(Dataset entries)
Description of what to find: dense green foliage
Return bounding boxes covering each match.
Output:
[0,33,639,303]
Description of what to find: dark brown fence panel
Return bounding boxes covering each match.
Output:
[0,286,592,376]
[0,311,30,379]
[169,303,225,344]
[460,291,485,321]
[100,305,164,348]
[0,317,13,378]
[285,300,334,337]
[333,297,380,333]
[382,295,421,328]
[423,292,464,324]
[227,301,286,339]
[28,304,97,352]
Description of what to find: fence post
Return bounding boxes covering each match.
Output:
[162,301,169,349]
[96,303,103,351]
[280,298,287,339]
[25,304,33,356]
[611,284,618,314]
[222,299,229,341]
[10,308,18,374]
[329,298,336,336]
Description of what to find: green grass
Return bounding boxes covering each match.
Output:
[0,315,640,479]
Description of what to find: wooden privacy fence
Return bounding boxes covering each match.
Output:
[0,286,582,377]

» Task: Put every line of the material above into a Markdown table with the columns "Row" and "Line," numbering each row and omitting blank lines.

» Written solution:
| Row | Line |
|---|---|
| 1 | Description of what to find: dense green foliage |
| 2 | Return bounding boxes covering each match. |
| 3 | Output: |
| 4 | [0,33,639,303] |
| 5 | Description of what to find: dark brown fence panel |
| 6 | Return bounding boxes covering each match. |
| 7 | Output: |
| 8 | [0,286,592,376] |
| 9 | [0,311,30,379] |
| 10 | [169,303,225,344] |
| 11 | [460,291,485,321] |
| 12 | [100,305,164,348] |
| 13 | [0,317,13,378] |
| 14 | [285,300,334,337] |
| 15 | [333,297,380,333] |
| 16 | [382,295,421,328] |
| 17 | [423,292,464,324] |
| 18 | [227,301,286,339] |
| 19 | [28,304,97,352] |
| 20 | Description of what to find: fence post |
| 21 | Return bounding boxes covering each match. |
| 22 | Output: |
| 23 | [162,301,169,349] |
| 24 | [96,303,103,351] |
| 25 | [280,298,287,339] |
| 26 | [25,304,33,356] |
| 27 | [611,284,618,314] |
| 28 | [222,299,229,341] |
| 29 | [10,308,18,374] |
| 30 | [329,298,336,336] |
| 31 | Description of what to find: green grass |
| 32 | Return bounding boxes covering each match. |
| 33 | Output: |
| 34 | [0,315,640,479] |
| 35 | Description of what to find: wooden privacy fence |
| 36 | Return bounding boxes covering each match. |
| 37 | Output: |
| 38 | [0,286,582,377] |